- WHAT NEEDS TO BE DONE
Exactly reproduce the line containing "Sports-analytics tagging: mark the lips" together with every line after it, through the end of the entries, and give nothing more.

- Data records
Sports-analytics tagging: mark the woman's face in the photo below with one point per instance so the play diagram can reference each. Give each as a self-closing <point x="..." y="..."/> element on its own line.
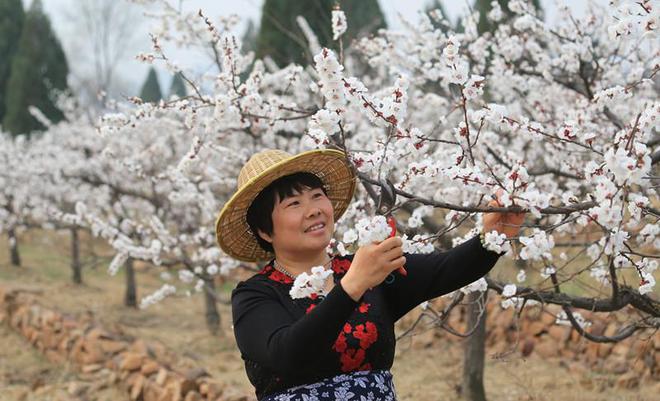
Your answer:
<point x="293" y="218"/>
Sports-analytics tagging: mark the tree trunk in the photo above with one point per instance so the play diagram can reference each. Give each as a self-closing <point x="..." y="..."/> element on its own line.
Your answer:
<point x="130" y="297"/>
<point x="212" y="315"/>
<point x="13" y="248"/>
<point x="473" y="368"/>
<point x="75" y="257"/>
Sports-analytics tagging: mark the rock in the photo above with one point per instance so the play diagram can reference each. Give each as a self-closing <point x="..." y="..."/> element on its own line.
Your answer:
<point x="112" y="347"/>
<point x="193" y="396"/>
<point x="151" y="391"/>
<point x="131" y="361"/>
<point x="136" y="387"/>
<point x="149" y="367"/>
<point x="91" y="368"/>
<point x="77" y="389"/>
<point x="161" y="377"/>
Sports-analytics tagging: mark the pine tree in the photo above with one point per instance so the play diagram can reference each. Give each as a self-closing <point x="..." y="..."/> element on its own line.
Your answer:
<point x="178" y="86"/>
<point x="280" y="37"/>
<point x="484" y="7"/>
<point x="150" y="91"/>
<point x="437" y="5"/>
<point x="11" y="24"/>
<point x="38" y="68"/>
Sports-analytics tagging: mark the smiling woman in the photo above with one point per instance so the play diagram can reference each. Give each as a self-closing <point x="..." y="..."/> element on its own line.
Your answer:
<point x="337" y="343"/>
<point x="286" y="214"/>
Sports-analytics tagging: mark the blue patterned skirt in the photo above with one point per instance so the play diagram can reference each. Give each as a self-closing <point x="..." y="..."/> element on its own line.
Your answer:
<point x="368" y="385"/>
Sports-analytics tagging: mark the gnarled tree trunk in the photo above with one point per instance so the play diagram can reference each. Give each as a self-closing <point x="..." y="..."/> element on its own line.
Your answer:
<point x="473" y="368"/>
<point x="13" y="248"/>
<point x="212" y="315"/>
<point x="130" y="296"/>
<point x="75" y="257"/>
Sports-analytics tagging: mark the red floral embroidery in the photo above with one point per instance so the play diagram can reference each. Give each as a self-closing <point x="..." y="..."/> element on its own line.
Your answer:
<point x="351" y="359"/>
<point x="280" y="277"/>
<point x="340" y="266"/>
<point x="340" y="343"/>
<point x="366" y="337"/>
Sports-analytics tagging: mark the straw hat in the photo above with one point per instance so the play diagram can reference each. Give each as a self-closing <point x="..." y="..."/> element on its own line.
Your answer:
<point x="232" y="230"/>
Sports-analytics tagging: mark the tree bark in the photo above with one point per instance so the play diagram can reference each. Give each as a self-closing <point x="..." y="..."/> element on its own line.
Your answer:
<point x="130" y="296"/>
<point x="13" y="248"/>
<point x="212" y="315"/>
<point x="473" y="368"/>
<point x="75" y="257"/>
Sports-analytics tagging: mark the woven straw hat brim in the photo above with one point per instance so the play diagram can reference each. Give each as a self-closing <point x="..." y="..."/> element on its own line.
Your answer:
<point x="232" y="230"/>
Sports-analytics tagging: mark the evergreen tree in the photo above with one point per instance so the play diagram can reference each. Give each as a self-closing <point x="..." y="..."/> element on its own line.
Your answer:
<point x="38" y="67"/>
<point x="11" y="24"/>
<point x="150" y="91"/>
<point x="178" y="86"/>
<point x="437" y="5"/>
<point x="484" y="7"/>
<point x="280" y="36"/>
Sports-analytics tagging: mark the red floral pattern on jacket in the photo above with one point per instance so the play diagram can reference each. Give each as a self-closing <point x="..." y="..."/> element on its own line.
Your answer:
<point x="358" y="334"/>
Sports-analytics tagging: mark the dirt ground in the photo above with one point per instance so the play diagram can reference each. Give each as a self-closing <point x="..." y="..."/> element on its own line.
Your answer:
<point x="423" y="369"/>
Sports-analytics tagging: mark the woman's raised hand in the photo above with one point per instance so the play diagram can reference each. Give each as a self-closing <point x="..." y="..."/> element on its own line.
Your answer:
<point x="372" y="264"/>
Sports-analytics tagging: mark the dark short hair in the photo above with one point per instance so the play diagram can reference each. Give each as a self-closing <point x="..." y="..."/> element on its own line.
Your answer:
<point x="260" y="213"/>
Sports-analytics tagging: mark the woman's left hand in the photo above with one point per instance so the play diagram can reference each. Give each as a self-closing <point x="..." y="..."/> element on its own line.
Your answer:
<point x="504" y="223"/>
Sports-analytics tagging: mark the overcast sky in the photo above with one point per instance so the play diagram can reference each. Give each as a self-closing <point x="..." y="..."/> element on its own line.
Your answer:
<point x="133" y="73"/>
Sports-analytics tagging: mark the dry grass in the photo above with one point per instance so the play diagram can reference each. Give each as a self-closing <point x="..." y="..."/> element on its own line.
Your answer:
<point x="421" y="372"/>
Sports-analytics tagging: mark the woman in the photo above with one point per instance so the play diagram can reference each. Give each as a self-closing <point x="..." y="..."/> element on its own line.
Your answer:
<point x="338" y="344"/>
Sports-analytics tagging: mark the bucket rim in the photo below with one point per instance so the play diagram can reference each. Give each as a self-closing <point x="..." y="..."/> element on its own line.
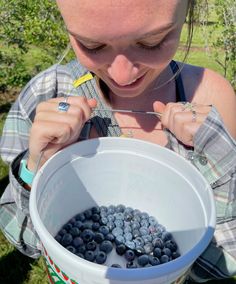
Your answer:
<point x="182" y="262"/>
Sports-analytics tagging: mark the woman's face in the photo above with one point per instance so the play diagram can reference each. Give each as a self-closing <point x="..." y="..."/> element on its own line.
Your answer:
<point x="126" y="43"/>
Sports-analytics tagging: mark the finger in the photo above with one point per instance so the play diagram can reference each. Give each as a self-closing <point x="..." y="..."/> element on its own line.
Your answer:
<point x="189" y="130"/>
<point x="74" y="121"/>
<point x="48" y="132"/>
<point x="159" y="106"/>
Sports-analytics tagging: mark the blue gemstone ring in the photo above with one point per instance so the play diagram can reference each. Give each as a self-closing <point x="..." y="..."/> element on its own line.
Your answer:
<point x="63" y="106"/>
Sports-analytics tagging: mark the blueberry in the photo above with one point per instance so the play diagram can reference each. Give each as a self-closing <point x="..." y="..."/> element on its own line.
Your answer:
<point x="128" y="236"/>
<point x="95" y="226"/>
<point x="81" y="249"/>
<point x="130" y="244"/>
<point x="127" y="229"/>
<point x="67" y="227"/>
<point x="164" y="258"/>
<point x="110" y="218"/>
<point x="111" y="209"/>
<point x="166" y="236"/>
<point x="119" y="223"/>
<point x="62" y="232"/>
<point x="71" y="249"/>
<point x="120" y="249"/>
<point x="79" y="224"/>
<point x="117" y="231"/>
<point x="153" y="260"/>
<point x="103" y="220"/>
<point x="75" y="232"/>
<point x="95" y="217"/>
<point x="147" y="239"/>
<point x="143" y="231"/>
<point x="144" y="223"/>
<point x="91" y="246"/>
<point x="139" y="242"/>
<point x="80" y="255"/>
<point x="78" y="241"/>
<point x="95" y="210"/>
<point x="137" y="219"/>
<point x="106" y="246"/>
<point x="72" y="220"/>
<point x="157" y="242"/>
<point x="136" y="212"/>
<point x="119" y="240"/>
<point x="120" y="208"/>
<point x="110" y="237"/>
<point x="166" y="251"/>
<point x="128" y="216"/>
<point x="175" y="254"/>
<point x="131" y="264"/>
<point x="143" y="260"/>
<point x="101" y="257"/>
<point x="157" y="252"/>
<point x="115" y="265"/>
<point x="58" y="238"/>
<point x="129" y="255"/>
<point x="135" y="225"/>
<point x="104" y="230"/>
<point x="171" y="245"/>
<point x="152" y="220"/>
<point x="110" y="225"/>
<point x="87" y="225"/>
<point x="88" y="214"/>
<point x="136" y="233"/>
<point x="119" y="216"/>
<point x="139" y="251"/>
<point x="89" y="255"/>
<point x="148" y="248"/>
<point x="87" y="235"/>
<point x="66" y="239"/>
<point x="98" y="237"/>
<point x="103" y="209"/>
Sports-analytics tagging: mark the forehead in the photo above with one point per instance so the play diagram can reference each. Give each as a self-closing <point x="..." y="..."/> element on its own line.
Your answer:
<point x="109" y="19"/>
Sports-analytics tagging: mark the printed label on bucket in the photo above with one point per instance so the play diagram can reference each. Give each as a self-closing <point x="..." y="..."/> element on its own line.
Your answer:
<point x="55" y="274"/>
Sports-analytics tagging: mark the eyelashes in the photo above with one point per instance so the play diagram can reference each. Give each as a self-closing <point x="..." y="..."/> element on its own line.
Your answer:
<point x="101" y="48"/>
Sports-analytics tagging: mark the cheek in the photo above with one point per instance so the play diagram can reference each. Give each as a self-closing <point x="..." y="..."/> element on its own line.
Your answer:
<point x="91" y="62"/>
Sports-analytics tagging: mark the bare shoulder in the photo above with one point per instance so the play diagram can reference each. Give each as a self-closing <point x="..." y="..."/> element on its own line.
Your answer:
<point x="205" y="86"/>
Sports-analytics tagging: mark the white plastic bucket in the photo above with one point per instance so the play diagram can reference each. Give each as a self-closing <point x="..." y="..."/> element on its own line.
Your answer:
<point x="115" y="171"/>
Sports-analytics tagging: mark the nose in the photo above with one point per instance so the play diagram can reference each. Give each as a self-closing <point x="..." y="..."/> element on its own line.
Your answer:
<point x="122" y="70"/>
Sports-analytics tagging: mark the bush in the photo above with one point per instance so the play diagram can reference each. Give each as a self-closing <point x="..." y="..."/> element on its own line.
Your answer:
<point x="25" y="25"/>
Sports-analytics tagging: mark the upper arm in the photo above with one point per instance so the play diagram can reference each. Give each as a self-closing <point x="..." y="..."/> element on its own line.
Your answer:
<point x="207" y="87"/>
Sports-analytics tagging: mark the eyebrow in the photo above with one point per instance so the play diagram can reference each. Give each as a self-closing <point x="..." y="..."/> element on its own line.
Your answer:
<point x="155" y="32"/>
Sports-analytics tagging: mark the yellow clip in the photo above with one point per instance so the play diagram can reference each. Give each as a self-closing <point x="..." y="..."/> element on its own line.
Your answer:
<point x="82" y="79"/>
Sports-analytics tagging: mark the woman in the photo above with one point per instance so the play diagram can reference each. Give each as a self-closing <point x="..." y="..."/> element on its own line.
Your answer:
<point x="128" y="47"/>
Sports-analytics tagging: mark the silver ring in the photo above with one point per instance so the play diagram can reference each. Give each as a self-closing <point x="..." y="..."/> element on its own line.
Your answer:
<point x="194" y="116"/>
<point x="188" y="105"/>
<point x="64" y="106"/>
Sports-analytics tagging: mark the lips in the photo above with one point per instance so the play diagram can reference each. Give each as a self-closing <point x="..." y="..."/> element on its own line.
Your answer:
<point x="134" y="84"/>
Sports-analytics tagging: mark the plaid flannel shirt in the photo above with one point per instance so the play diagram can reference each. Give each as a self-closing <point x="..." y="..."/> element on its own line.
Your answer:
<point x="214" y="154"/>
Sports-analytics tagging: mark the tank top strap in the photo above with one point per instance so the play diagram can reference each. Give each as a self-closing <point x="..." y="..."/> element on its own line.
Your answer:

- WRITTEN SOLUTION
Sports-analytics tagging: mark the lips in the photo above with one point per instance so the play diagram can reference each. Give each as a self-closing <point x="..." y="..."/> element on its own line.
Your answer:
<point x="134" y="84"/>
Sports-analytics tagging: mark the plaid flannel shirt in the photo above with one point per instance so the play diagram can reference each. Give each as a self-closing <point x="..." y="..."/> element on its own line.
Your answer:
<point x="214" y="154"/>
Sports-analytics tagging: mark the tank top strap in the photo above with one point per instance so the play diagram can reference each. Give each as a self-closing <point x="..." y="..."/> element on its own line.
Your answer:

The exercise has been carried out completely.